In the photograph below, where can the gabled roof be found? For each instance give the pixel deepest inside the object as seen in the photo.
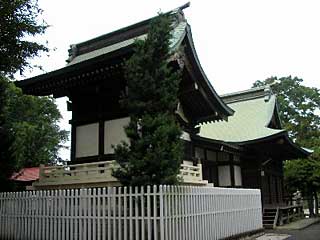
(255, 123)
(254, 110)
(26, 174)
(90, 58)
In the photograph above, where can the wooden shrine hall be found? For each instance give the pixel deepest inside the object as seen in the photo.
(231, 141)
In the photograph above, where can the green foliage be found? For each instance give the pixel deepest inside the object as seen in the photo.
(298, 106)
(19, 20)
(155, 151)
(29, 128)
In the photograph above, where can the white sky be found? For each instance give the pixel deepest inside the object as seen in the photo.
(238, 42)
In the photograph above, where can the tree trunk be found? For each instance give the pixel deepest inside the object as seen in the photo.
(316, 206)
(310, 204)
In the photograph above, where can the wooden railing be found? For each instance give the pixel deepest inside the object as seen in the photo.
(99, 174)
(192, 174)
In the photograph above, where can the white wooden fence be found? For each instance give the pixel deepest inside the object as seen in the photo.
(158, 212)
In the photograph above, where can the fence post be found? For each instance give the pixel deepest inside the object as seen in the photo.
(161, 194)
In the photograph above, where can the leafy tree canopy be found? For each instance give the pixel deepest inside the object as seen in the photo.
(155, 151)
(19, 20)
(299, 111)
(29, 129)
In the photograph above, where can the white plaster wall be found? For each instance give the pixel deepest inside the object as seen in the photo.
(199, 153)
(223, 156)
(185, 136)
(224, 176)
(211, 155)
(237, 176)
(114, 133)
(87, 140)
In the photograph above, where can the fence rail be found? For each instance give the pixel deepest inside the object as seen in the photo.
(99, 173)
(158, 212)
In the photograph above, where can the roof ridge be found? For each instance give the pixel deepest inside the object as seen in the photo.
(108, 39)
(248, 94)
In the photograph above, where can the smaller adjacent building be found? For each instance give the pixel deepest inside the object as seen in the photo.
(255, 129)
(26, 177)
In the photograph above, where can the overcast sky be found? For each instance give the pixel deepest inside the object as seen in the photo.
(238, 42)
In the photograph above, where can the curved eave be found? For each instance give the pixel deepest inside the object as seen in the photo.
(230, 146)
(39, 85)
(296, 151)
(222, 107)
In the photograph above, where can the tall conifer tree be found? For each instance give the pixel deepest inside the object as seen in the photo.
(155, 151)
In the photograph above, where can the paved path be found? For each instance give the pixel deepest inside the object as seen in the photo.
(310, 233)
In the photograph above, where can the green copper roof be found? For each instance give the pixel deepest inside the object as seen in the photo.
(253, 113)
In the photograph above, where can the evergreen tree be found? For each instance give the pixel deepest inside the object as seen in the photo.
(19, 19)
(155, 151)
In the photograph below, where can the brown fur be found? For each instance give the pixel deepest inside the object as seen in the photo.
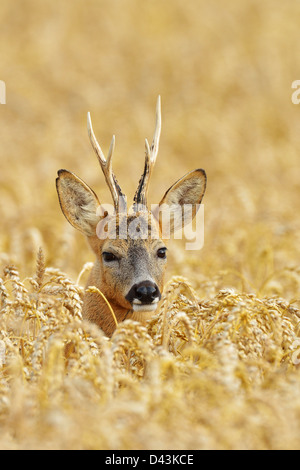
(137, 257)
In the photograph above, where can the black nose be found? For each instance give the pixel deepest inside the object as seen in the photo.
(145, 292)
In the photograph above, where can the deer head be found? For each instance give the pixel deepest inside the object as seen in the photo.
(130, 245)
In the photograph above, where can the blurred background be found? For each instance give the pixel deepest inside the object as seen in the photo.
(224, 71)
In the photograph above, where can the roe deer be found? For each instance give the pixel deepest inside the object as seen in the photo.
(129, 270)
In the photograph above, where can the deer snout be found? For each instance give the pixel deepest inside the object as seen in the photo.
(144, 294)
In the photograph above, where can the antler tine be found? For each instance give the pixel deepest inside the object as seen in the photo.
(106, 164)
(140, 198)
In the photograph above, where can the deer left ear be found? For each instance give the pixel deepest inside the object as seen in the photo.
(188, 191)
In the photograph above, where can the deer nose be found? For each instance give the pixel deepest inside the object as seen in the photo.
(144, 293)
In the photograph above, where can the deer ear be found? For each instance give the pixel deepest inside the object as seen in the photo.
(188, 192)
(78, 202)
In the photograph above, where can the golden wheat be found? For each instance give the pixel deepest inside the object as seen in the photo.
(217, 367)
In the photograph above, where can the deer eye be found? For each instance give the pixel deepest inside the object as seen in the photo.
(108, 257)
(162, 253)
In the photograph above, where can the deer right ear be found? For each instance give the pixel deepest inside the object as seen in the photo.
(78, 202)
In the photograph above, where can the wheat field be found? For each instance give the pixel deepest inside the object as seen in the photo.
(217, 366)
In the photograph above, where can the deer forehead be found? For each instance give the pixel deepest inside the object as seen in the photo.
(128, 227)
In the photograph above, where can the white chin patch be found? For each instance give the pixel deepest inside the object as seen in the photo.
(144, 308)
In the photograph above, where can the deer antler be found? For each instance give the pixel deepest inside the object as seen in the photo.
(106, 165)
(140, 198)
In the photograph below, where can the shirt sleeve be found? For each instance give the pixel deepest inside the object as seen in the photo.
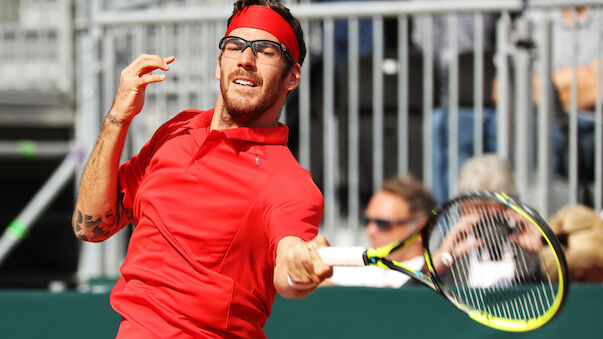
(294, 206)
(132, 172)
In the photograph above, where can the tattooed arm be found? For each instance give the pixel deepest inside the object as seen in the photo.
(99, 211)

Task details ▸ Quote the records in their entirety, keeping the wording exact and excluding pictures.

Output for this exercise ▸
In the photograph below, where can the gabled roof be found? For each instance give the pixel deepest inside the object as seen in the photo.
(255, 123)
(254, 110)
(26, 174)
(90, 58)
In the photograph above, where can the wooden shrine hall be found? For each instance give the pixel deepest inside the object as seen in the photo.
(231, 141)
In the photograph above, where can the green foliage be found? For each instance give the pixel deepest inside the object as seen in the photo.
(298, 106)
(19, 20)
(155, 151)
(29, 128)
In the photograph above, where can the white sky be found? For each instance give the pixel deepest inside the object as seen in the photo.
(238, 42)
In the photograph above, where can the tree trunk be found? For each instance give the pixel deepest inside the object as seen in the photo.
(316, 206)
(310, 204)
In the photograph above, where can the wooden railing be found? For each instance give the pixel deepest inside the object as seen in the photo.
(99, 174)
(192, 174)
In the photograph above, where can the white wooden fence be found? For each instance give the pixel deepest inside the object as seen in the photo.
(158, 212)
In the photograph above, where can the fence post be found? For each instance give the pixel deepest inside the object as seen in the photo.
(161, 194)
In the photograph above, where can the leafy tree canopy be found? For each instance give the pixel deepest inside the object as seen in the photo.
(155, 151)
(19, 20)
(299, 111)
(29, 129)
In the photograph above, where can the white plaster wall be found? For each instance give the pixel deepest inside the object as seen in the photo.
(199, 153)
(223, 156)
(185, 136)
(224, 176)
(211, 155)
(237, 176)
(114, 133)
(87, 140)
In the photograph above, where can the fence rail be found? For each instance give the pixel deepest inside the object as seen in the photo.
(99, 173)
(158, 212)
In the photograph above, where can the roof ridge be found? For each instance give the pixel deepest inside the object as seen in the photo.
(108, 39)
(248, 94)
In the photograph above, where can the smaller adjacent building be found? For each instance give the pixel deepest inside the object as seen in the photo.
(255, 129)
(26, 177)
In the photograph above, where can the overcast sky be found? For each instance give the pixel deepest inside the object as seen in the photo.
(238, 42)
In the photograph above, where can the curved eave be found? For each instance give the pixel deepest inside the object as seen in the photo.
(230, 146)
(39, 85)
(296, 151)
(222, 107)
In the photograph above, where can the tall conifer tree be found? For each instance give the pixel deepest inside the object as seen in the photo.
(155, 151)
In the photograph above, where can the paved path be found? For each instance give the pixel deepest inside the object as seen in the photo.
(310, 233)
In the photograph above, where can the green copper roof be found? For each instance give the pixel deepest inside the object as seen in the photo.
(253, 113)
In the photograph above, where can the evergreen tree be found? For each instance give the pixel deepest inside the object as seen in the photo.
(19, 19)
(155, 151)
In the photograph below, where can the brown fur be found? For each instance give the pixel deepest inside the object as seen in the photo.
(137, 257)
In the photograph above, where can the black nose be found? For each instance give the pixel deepest inside the object as seen in the photo.
(145, 292)
In the photograph above, where can the deer head be found? For each instance give the pixel deepest inside the object as seen in the photo.
(130, 245)
In the photograph above, where can the blurred background be found? For each instance give the pixel deepest inside the object as seen in the photo.
(224, 71)
In the photograph above, where can the roe deer be found? For each instance give the pixel deepest inside the object as seen in the photo.
(129, 270)
In the photograph above, where can the deer snout be found? For each instance give the pixel deepest inside the object as seen in the photo.
(144, 294)
In the photograph above, where can the antler tine be found? For each instance give the pixel deepest inside the object as seen in the photo.
(106, 164)
(140, 198)
In the photograph above, where can the deer left ear be found? For each instance give the pixel deepest inside the object as seen in the photo.
(188, 191)
In the photograph above, where can the deer nose be found? For each instance give the pixel deepest inside the object as seen in the photo.
(144, 293)
In the photograph above, where can the deer ear be found? For each instance give the pixel deepest inside the object as seen in the photo.
(188, 192)
(78, 202)
In the photograph above, where can the golden wheat be found? For each instance give the pixel deepest inside the object as seen in the photo.
(217, 367)
In the photograph above, where can the deer eye be found? For each instance give the pixel deepest inside the object as seen in the photo.
(108, 257)
(162, 253)
In the photograph above, where can the deer right ear be found? For each instance give the pixel deepest inside the object as seen in the photo.
(78, 202)
In the photograph above, where can the wheat field be found? For each instance give the pixel deepest inside the object as seen in the photo.
(217, 366)
In the photograph above, where can the deer forehead be found? For each instance give the pixel deepest inside the object as seen in the photo.
(128, 227)
In the photograph above, where can the white chin patch be found? For each instance give the pixel deepest inside the object as seen in the photo.
(144, 308)
In the photograph above, where can the deer antler be found? For each instance give the pixel deepest inside the object as seen in the photo.
(106, 165)
(140, 198)
In the photograph below, where can the shirt sleeve be found? For each instance give the pixel deepest inside the object as seen in the photo.
(294, 206)
(132, 172)
In the photograph above, where can the tattooed arm be found? For each instance give the pixel deepest inside the object as seen in the photo.
(99, 211)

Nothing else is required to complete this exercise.